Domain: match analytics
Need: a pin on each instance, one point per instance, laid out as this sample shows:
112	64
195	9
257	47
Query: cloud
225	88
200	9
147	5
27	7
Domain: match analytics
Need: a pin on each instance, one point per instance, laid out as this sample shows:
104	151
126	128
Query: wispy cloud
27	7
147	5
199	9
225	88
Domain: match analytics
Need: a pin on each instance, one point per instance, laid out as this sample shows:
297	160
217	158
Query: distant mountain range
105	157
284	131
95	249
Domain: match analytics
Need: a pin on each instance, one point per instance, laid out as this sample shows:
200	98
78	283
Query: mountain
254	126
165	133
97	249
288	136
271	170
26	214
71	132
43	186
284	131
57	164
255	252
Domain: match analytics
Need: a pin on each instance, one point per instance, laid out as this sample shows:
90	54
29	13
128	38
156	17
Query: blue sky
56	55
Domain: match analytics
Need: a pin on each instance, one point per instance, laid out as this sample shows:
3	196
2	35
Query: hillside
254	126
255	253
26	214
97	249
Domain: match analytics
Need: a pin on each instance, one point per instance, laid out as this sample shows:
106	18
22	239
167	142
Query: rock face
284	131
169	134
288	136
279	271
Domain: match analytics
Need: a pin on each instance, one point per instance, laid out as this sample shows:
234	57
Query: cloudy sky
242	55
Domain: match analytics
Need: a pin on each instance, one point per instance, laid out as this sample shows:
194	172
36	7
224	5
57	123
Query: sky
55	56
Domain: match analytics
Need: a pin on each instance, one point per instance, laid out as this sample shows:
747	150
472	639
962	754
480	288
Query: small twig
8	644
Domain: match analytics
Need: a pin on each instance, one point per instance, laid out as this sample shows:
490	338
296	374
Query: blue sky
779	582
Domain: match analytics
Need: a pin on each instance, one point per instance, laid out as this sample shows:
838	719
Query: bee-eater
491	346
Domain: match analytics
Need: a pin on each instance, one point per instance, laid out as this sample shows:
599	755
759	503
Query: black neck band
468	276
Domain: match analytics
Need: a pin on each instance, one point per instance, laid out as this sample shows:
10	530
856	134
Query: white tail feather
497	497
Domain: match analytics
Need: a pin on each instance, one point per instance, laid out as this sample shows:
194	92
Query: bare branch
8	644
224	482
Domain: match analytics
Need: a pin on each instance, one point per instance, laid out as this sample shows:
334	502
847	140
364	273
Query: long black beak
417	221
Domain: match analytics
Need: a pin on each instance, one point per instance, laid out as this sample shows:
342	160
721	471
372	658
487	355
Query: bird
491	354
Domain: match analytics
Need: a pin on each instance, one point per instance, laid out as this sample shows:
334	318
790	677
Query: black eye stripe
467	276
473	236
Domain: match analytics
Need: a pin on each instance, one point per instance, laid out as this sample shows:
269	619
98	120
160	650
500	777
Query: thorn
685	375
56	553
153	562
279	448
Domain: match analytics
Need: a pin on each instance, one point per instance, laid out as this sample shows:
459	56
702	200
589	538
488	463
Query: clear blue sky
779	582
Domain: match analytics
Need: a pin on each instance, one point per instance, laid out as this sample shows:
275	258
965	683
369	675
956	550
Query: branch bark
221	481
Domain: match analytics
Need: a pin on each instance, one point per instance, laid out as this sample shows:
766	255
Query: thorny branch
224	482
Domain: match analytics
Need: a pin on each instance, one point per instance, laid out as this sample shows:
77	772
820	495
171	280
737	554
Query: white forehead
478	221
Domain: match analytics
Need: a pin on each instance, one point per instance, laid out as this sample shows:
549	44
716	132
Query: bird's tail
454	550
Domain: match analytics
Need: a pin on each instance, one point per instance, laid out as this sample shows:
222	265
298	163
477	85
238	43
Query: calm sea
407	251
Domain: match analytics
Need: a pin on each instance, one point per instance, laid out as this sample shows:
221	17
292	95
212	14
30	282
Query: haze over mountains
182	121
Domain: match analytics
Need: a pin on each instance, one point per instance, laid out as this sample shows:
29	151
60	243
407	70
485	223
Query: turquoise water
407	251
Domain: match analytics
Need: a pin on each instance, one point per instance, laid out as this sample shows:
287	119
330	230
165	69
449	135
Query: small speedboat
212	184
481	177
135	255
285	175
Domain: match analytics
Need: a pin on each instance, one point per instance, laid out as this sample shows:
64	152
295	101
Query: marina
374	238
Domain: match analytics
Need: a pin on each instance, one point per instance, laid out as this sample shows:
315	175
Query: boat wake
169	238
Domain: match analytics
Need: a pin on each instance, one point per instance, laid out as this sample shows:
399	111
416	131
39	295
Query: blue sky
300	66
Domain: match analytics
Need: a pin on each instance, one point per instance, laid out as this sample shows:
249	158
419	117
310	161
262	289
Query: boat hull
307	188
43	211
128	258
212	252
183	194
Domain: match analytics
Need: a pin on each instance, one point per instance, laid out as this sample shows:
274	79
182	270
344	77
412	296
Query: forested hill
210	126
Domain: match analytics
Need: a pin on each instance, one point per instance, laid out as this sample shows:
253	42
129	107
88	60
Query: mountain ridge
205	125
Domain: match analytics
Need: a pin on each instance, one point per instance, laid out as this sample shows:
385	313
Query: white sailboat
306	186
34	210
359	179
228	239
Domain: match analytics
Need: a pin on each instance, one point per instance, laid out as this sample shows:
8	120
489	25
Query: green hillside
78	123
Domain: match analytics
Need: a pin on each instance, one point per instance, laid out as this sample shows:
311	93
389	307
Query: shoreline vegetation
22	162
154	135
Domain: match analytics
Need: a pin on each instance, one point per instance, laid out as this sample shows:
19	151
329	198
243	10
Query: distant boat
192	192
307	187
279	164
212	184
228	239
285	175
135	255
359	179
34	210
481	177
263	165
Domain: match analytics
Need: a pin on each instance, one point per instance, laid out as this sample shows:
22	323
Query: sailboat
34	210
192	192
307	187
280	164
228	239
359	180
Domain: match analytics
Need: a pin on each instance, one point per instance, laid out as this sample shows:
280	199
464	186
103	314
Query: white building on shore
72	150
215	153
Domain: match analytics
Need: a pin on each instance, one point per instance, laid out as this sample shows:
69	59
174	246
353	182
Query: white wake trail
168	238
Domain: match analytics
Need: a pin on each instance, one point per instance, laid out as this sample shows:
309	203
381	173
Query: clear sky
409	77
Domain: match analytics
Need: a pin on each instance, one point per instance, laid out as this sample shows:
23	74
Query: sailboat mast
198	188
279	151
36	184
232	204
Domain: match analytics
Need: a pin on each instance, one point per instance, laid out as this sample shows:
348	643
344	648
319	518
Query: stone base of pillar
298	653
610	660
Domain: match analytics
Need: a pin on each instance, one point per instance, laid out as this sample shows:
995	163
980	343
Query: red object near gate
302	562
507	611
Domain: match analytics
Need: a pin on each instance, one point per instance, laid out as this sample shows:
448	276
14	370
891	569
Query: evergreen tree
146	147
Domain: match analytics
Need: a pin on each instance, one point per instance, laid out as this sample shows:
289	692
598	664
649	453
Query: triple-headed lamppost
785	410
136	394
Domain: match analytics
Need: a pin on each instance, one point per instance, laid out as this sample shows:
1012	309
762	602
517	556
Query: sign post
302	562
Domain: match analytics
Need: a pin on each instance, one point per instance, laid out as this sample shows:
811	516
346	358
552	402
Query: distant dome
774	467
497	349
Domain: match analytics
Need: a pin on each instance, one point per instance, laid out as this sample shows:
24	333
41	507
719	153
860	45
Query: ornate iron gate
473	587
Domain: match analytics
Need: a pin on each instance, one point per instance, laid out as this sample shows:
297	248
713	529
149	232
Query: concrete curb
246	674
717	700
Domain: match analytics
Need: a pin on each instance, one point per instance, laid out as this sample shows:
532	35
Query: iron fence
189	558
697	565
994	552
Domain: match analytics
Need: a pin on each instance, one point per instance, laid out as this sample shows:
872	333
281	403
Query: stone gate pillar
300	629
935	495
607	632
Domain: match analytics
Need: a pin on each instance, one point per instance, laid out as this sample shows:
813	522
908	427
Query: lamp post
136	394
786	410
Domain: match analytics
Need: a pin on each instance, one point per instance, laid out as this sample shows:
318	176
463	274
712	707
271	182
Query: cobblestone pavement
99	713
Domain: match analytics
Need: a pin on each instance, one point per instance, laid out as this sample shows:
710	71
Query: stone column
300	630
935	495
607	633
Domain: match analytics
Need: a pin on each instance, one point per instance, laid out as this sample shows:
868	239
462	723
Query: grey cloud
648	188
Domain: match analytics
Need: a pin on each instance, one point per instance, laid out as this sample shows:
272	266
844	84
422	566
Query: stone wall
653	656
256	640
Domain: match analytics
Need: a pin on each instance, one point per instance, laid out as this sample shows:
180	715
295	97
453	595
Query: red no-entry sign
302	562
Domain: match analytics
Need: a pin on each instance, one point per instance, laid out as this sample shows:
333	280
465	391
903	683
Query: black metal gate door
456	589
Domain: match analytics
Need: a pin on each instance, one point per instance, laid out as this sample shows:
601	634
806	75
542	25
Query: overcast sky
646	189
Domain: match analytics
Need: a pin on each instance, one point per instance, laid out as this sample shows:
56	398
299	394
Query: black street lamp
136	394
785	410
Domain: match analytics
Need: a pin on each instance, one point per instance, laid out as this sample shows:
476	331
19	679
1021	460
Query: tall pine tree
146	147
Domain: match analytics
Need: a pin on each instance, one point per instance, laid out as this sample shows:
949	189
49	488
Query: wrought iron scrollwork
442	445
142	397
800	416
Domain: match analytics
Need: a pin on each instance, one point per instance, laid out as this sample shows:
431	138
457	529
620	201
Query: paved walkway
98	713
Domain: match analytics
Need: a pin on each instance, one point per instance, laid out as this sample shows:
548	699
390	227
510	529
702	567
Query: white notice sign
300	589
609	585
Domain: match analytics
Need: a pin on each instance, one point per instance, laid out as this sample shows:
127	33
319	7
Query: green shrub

□ □ □ □ □

> _EXERCISE_:
Find every line in the lines above that contains the string "wake" and copy each one.

> _CORRECT RESPONSE_:
Query: boat wake
Query: white wake trail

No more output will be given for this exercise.